**EXTRACTED TEXT:**
[Start of Attachment]

ChatGPT Prompt Engineering Principles: Chain of Thought Prompting

TL;DR

Chain-of-thought prompting works best for problems that decompose naturally into dependent sub-steps rather than single-shot questions.

Briefing Cornell Notes

Briefing

Chain-of-thought prompting—breaking a riddle into a sequence of sub-problems, solving each in order, then combining the results—can dramatically improve an LLM’s accuracy on tasks that fail when answered “from the last sentence.” The core idea is simple: when a question depends on intermediate facts (location, identity, relationships, hidden constraints), forcing the model to enumerate the needed steps reduces guesswork and helps it avoid jumping to an unsupported conclusion.

The approach is presented as a reusable “principle,” not a universal fix. It’s most effective when the problem naturally decomposes into a chain of reasoning steps. The method starts by instructing the model to list, systematically and in detail, the sub-problems required to reach the final answer. After that checklist is produced, the model is prompted to solve each sub-problem—often using a “highest probability” preference when certainty isn’t available—before wrapping up with the final response.

A first example tests the method on a multi-hop riddle about Michael, a 31-year-old American, who is in France looking at a famous museum painting. The riddle then links the painting’s artist to Michael’s favorite childhood cartoon character, and asks for the country of origin of an object the character holds. A straightforward attempt to answer directly fails repeatedly. With chain-of-thought prompting, the model first identifies the needed intermediate pieces: Michael’s location (museum), the most famous painting, the painting’s artist, the cartoon character, and the object the character holds. It then fills them in step-by-step: Michael is inferred to be at the Louvre in France; the painting is the Mona Lisa by Leonardo da Vinci; the cartoon character is guessed as Teenage Mutant Ninja Turtles’ Leonardo (chosen as the most likely match given the Renaissance-artist naming pattern); and the object is a katana. With those components assembled, the final question—country of origin of the katana—lands on Japan. The key takeaway is that the model can reach a correct answer only after being guided through the riddle’s dependency chain.

A second example contrasts chain-of-thought behavior against a zero-shot response. The riddle: a ball is placed into a small box missing the bottom, carried to a postal office, placed into a bigger box, and shipped to a friend in New York; the question asks where the ball ends up. A zero-shot answer claims the ball is in the bigger box, which the narrator rejects because the small box’s missing bottom should allow the ball to fall out. When chain-of-thought prompting is used, the model enumerates additional uncertainties and intervening actions—whether the ball falls out when the box is moved, where it could land during transit, and how the end state is defined. It ultimately concludes the ball most likely fell out of the small box either in the office or on the way to the postal office, and after forcing a single final choice, it selects the office as the most probable location. The result is treated as an improvement because it aligns with the physical constraint introduced by the missing bottom and shows more careful handling of ambiguous steps.

Overall, the transcript frames chain-of-thought prompting as a practical prompt-engineering technique for riddles and multi-step problems: it turns “one-shot guessing” into structured decomposition, which can convert previously unsolvable questions into solvable ones.

[End of Attachment]

**PROVIDED MATERIAL:**
[Start of Attachment]

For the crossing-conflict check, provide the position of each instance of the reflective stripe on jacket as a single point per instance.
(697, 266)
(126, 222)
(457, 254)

[End of Attachment]

**APPLY WHAT YOU READ:**
1. Answer these questions about the chain-of-thought prompting page:
(a) In the first example, what object does the cartoon character hold?
(b) According to the zero-shot answer to the ball riddle, where is the ball?
(c) According to the TL;DR, what kind of problems does chain-of-thought prompting suit best?
2. Return the stretch of the chain-of-thought prompting page from "ChatGPT Prompt Engineering" through "an unsupported conclusion.", copied word for word.

**SOLUTIONS:**
1.
(a) A katana.
(b) In the bigger box.
(c) Problems that decompose naturally into dependent sub-steps rather than single-shot questions.

2.
ChatGPT Prompt Engineering Principles: Chain of Thought Prompting

TL;DR

Chain-of-thought prompting works best for problems that decompose naturally into dependent sub-steps rather than single-shot questions.

Briefing Cornell Notes

Briefing

Chain-of-thought prompting—breaking a riddle into a sequence of sub-problems, solving each in order, then combining the results—can dramatically improve an LLM’s accuracy on tasks that fail when answered “from the last sentence.” The core idea is simple: when a question depends on intermediate facts (location, identity, relationships, hidden constraints), forcing the model to enumerate the needed steps reduces guesswork and helps it avoid jumping to an unsupported conclusion.